#### [Given request 1]
In the college football rankings excerpt, which team does Alabama play in its 2010 season opener?
#### [Given request 2]
Extend the college football rankings excerpt, picking up after its final sentence.
--- Start of Excerpt ---
Say goodbye to Stanford and Navy, which could very well return to the top 25 when we revise it again before the start of the 2010 season in September.

Georgia Tech, which lost four of its best juniors to the NFL draft, moved down the poll. Florida State, which signed one of the country’s best recruiting classes under new coach Jimbo Fisher, moved up.

Here’s a revised look at the best teams in the country for the upcoming season:

1. Alabama Crimson Tide Alabama, the defending BCS national champion, will have plenty of holes to fill before it kicks off the 2010 season against San Jose State at home on Sept. 4. But Tide coach Nick Saban has stockpiled talent the past three seasons and signed a third straight top-three recruiting class this year. Most of the Tide’s offensive firepower is coming back, including quarterback Greg McElroy, receiver Julio Jones and Heisman Trophy winner Mark Ingram. Two starting offensive linemen will have to be replaced, but left tackle James Carpenter might be a future NFL star.

The defense will have to be rebuilt, but there might not be a better defensive architect than Saban. He was able to persuade defensive coordinator Kirby Smart not to leave for Georgia, his alma mater, and that will help in the rebuilding process. The entire defensive line will have to be replaced, along with two linebackers and three defensive backs. Cornerback Kareem Jackson and All-American linebacker Rolando McClain left for the NFL draft. Incoming freshman cornerbacks DeMarcus Milliner and John Fulton and defensive ends Adrian Hubbard and Alfy Hill might have to contribute right away. Linebacker Dont’a Hightower’s return from a knee injury will help.
--- End of Excerpt ---
--- Start of Recorded information ---
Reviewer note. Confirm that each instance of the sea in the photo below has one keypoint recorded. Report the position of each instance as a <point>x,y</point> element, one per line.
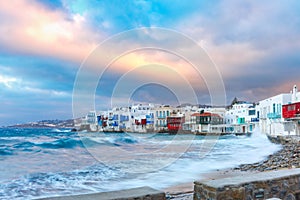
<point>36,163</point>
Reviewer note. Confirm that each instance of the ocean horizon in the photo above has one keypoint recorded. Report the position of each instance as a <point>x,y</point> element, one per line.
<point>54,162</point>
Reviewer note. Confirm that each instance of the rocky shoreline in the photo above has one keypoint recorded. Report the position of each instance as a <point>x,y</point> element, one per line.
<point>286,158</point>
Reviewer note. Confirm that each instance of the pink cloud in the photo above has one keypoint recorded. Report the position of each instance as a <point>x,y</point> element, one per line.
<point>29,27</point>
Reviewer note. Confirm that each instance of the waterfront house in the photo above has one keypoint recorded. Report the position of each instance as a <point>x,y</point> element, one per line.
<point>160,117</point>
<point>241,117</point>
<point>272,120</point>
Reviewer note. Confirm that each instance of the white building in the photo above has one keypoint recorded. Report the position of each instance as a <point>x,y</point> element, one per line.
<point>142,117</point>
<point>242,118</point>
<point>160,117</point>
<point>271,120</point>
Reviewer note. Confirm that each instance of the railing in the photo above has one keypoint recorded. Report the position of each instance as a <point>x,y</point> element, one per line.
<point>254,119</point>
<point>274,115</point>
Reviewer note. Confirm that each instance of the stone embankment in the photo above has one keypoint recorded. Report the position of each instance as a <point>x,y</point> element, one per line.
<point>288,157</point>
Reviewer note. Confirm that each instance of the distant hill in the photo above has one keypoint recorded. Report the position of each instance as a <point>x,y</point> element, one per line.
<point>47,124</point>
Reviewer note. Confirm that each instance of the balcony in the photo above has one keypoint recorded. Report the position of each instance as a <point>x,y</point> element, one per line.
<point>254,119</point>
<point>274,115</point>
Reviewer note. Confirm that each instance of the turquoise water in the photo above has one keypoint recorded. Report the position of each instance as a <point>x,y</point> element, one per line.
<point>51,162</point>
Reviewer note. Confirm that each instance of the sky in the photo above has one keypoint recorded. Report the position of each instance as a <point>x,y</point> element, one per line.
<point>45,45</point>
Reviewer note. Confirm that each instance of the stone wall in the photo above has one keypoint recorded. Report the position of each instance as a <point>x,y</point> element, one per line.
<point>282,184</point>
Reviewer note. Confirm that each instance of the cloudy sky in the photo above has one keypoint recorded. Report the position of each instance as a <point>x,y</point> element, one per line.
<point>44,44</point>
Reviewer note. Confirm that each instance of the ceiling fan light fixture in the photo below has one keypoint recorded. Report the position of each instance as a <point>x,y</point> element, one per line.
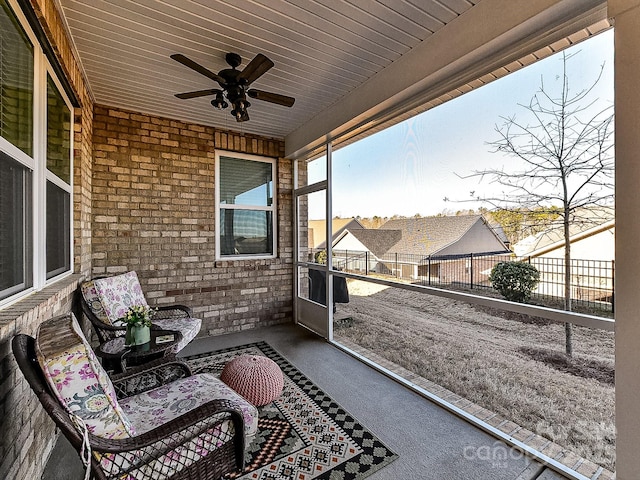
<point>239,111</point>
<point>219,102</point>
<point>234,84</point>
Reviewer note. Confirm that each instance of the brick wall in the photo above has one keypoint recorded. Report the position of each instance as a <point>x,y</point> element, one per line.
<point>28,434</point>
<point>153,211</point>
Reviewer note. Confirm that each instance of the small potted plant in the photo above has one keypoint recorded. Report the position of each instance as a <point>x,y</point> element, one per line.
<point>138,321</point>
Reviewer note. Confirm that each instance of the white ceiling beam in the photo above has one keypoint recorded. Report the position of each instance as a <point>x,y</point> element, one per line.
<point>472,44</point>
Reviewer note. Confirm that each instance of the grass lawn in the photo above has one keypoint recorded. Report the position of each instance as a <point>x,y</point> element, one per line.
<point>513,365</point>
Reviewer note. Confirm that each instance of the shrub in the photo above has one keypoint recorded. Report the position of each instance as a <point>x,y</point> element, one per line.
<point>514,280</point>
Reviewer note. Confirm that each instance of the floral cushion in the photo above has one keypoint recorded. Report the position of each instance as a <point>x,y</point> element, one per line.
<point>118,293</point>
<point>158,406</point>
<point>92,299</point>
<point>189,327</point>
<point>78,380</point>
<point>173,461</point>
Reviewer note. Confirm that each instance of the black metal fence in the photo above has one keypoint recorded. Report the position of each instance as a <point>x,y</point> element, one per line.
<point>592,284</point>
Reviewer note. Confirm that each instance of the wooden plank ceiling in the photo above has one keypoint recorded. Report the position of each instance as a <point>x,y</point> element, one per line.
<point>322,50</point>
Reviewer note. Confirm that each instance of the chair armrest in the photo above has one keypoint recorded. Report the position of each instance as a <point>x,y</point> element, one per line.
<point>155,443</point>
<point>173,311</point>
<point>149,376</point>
--- End of Recorded information ---
--- Start of Recorded information ---
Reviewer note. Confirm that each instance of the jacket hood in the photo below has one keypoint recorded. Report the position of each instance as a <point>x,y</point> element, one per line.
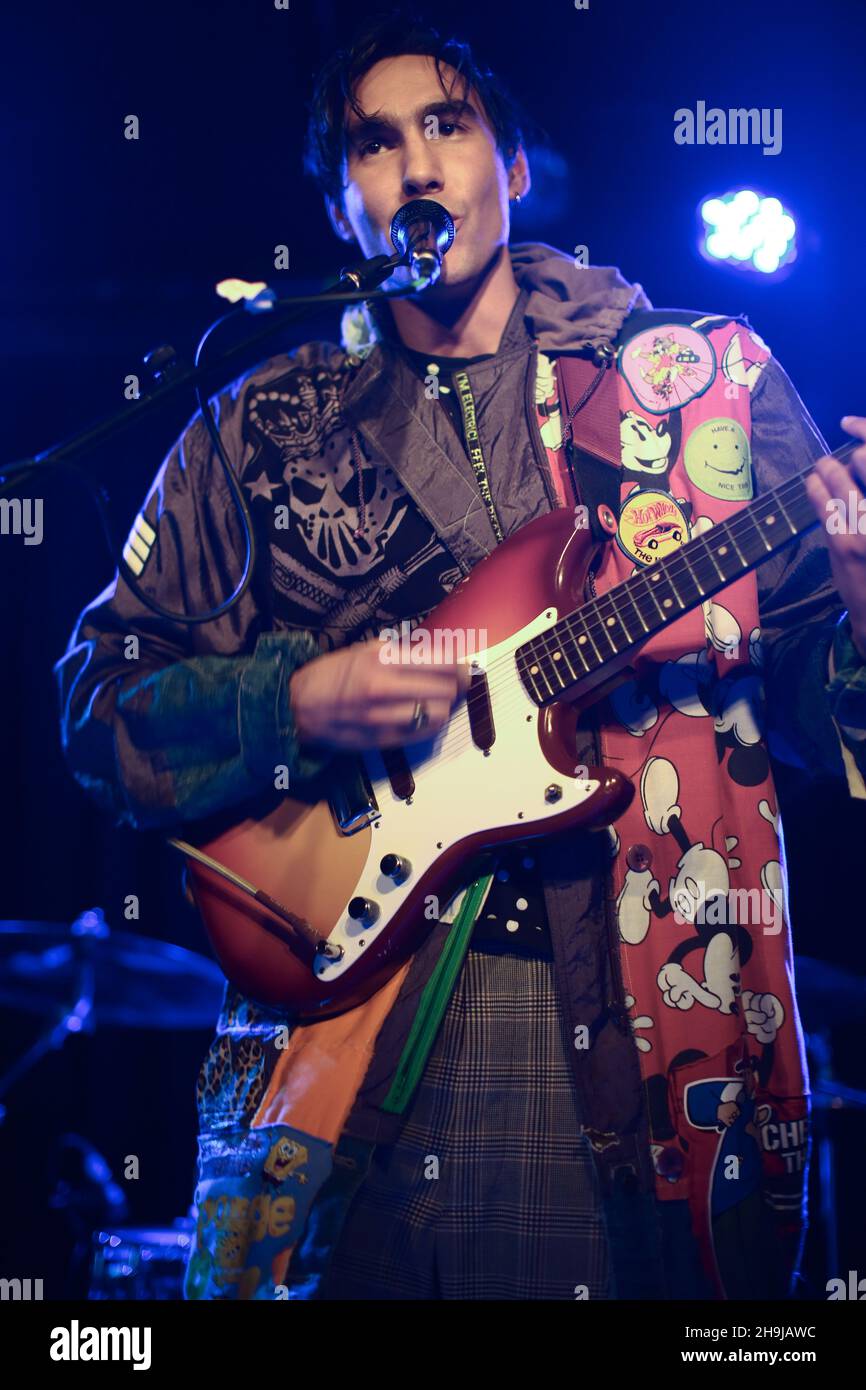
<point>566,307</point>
--- End of Recorded information ---
#### [Right answer 1]
San Jose State, at home on Sept. 4.

#### [Right answer 2]
2. Ohio State Buckeyes Buckeyes coach Jim Tressel can only hope quarterback Terrelle Pryor turned the corner with his performance in a 26-17 victory over Oregon in the Rose Bowl. Entering his third season, Pryor is still trying to live up to the hype that made him the country’s top high school QB prospect. The good news: Four starters will be back on the offensive line. The Buckeyes will have to replace left tackle Jim Cordle, and junior Mike Adams will be the top candidate to protect Pryor’s blind side entering spring practice. Three tailbacks will compete for the starting job, including heralded freshman Jaamal Berry, who missed all of last season because of a hamstring injury.

Six starters, including five seniors, are returning on defense. Junior end Thaddeus Gibson entered the NFL draft, but getting Cameron Heyward to come back to school was a major coup. Incoming freshman Christian Bryant might be able to help in the secondary right away.

3. Boise State Broncos The Broncos beat TCU 17-10 in the Fiesta Bowl to finish the 2009 season unbeaten, but their biggest victory might have been keeping coach Chris Petersen around for another season. And if Petersen hasn’t left for a bigger school by now, he just might retire at Boise State.

The Broncos will bring back 21 of 22 starters on offense and defense in 2010, but they’ll have to replace defensive coordinator Justin Wilcox, who left for the same position at Tennessee. Petersen promoted defensive-line coach Pete Kwiatkowski to replace Wilcox. Quarterback Kellen Moore will enter the season as a legitimate Heisman Trophy candidate after throwing for 3,536 yards with 39 touchdowns and only three interceptions last season.

The only starter leaving on defense is Kyle Wilson, one of the best cornerbacks in the country. All five starters are back on the offensive line, which allowed the fewest sacks in the country last season.

Boise State’s schedule gets much tougher in 2010, as it opens the season against Virginia Tech on Labor Day night at FedEx Field in Landover, Md., and hosts Oregon State on the blue turf on Sept. 25.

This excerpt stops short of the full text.